- **Required task**
Rewrite the items below as a JSON list of strings with one string per line and no blank lines. Leave the pictures out.

- **Record list**
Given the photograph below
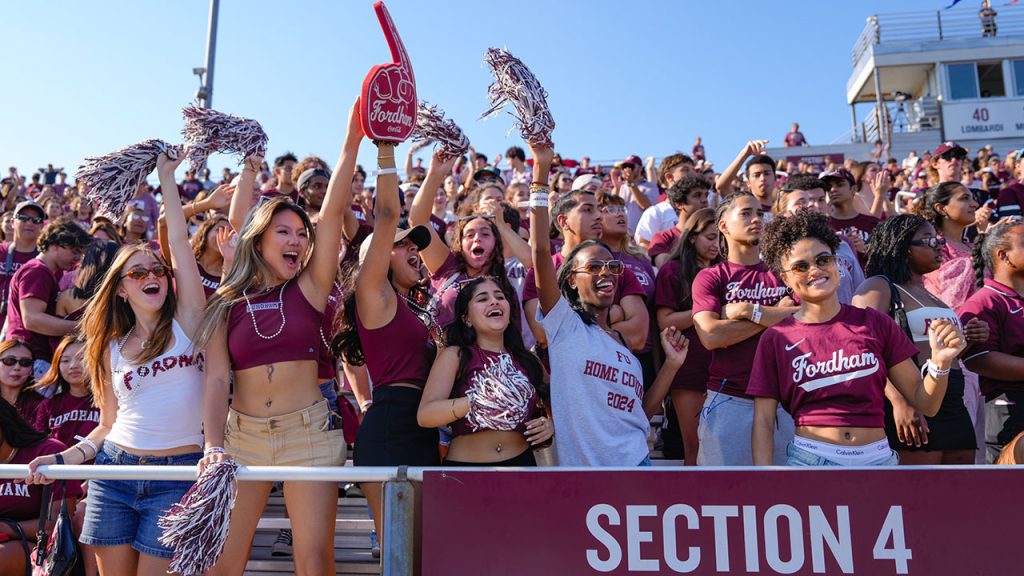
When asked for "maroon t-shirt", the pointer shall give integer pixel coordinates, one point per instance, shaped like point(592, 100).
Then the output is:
point(663, 242)
point(833, 373)
point(726, 283)
point(65, 416)
point(1003, 309)
point(509, 399)
point(19, 501)
point(669, 288)
point(628, 283)
point(33, 280)
point(18, 259)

- **Full response**
[
  "Given the photograph below",
  "When asked for \"maroon t-shirt\", the pointer shall give integer pixel coordinates, one point per instance, shaped like point(592, 100).",
  "Then the output is:",
  "point(663, 242)",
  "point(833, 373)",
  "point(726, 283)",
  "point(65, 416)",
  "point(1003, 309)",
  "point(509, 399)",
  "point(19, 501)",
  "point(669, 288)",
  "point(628, 283)",
  "point(33, 280)",
  "point(18, 259)"
]